▶ [Task objective] The required output is the exact sequence of lines from the line holding "Where can you see the vulture's" to the end of the records, inclusive.

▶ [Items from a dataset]
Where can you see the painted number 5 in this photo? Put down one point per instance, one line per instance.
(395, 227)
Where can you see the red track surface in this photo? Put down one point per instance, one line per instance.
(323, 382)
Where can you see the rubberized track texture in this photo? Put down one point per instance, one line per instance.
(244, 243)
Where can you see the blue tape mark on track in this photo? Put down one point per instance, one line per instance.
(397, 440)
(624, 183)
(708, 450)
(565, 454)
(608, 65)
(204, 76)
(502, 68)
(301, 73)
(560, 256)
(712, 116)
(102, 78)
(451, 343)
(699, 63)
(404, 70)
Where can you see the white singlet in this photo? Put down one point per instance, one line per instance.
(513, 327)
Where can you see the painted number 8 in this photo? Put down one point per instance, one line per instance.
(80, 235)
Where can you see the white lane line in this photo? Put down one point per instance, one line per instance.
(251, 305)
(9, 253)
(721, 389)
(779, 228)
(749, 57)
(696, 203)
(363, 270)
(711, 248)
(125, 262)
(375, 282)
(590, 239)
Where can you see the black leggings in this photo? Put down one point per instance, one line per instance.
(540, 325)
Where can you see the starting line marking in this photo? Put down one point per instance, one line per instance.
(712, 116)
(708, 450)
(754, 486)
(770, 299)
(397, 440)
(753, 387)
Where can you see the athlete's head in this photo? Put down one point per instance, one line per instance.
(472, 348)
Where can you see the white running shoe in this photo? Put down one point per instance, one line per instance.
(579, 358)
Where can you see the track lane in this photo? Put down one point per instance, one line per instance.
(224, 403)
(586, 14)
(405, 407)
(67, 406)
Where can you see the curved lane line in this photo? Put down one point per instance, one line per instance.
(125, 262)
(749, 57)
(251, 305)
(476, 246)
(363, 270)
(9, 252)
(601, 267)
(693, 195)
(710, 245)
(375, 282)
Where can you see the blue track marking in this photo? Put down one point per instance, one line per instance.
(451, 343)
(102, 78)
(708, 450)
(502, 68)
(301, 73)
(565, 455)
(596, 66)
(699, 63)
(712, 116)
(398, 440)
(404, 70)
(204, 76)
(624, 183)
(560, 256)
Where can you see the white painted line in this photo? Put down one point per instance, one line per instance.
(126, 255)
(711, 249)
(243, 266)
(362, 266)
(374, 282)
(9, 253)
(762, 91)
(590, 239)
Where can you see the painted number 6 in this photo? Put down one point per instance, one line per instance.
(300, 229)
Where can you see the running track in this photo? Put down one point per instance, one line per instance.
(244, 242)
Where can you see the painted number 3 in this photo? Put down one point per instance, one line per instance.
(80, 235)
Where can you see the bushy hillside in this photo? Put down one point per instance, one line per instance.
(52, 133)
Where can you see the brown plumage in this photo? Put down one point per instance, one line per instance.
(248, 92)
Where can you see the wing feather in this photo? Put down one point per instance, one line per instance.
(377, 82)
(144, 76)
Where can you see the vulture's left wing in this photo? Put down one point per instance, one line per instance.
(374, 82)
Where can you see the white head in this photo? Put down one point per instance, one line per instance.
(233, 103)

▶ [Task answer]
Where can you see the vulture's left wing in this photo? Put down one point per instance, one line per instance.
(374, 82)
Where can you see the white head in this photo? Put down one point per instance, one line per instance.
(233, 103)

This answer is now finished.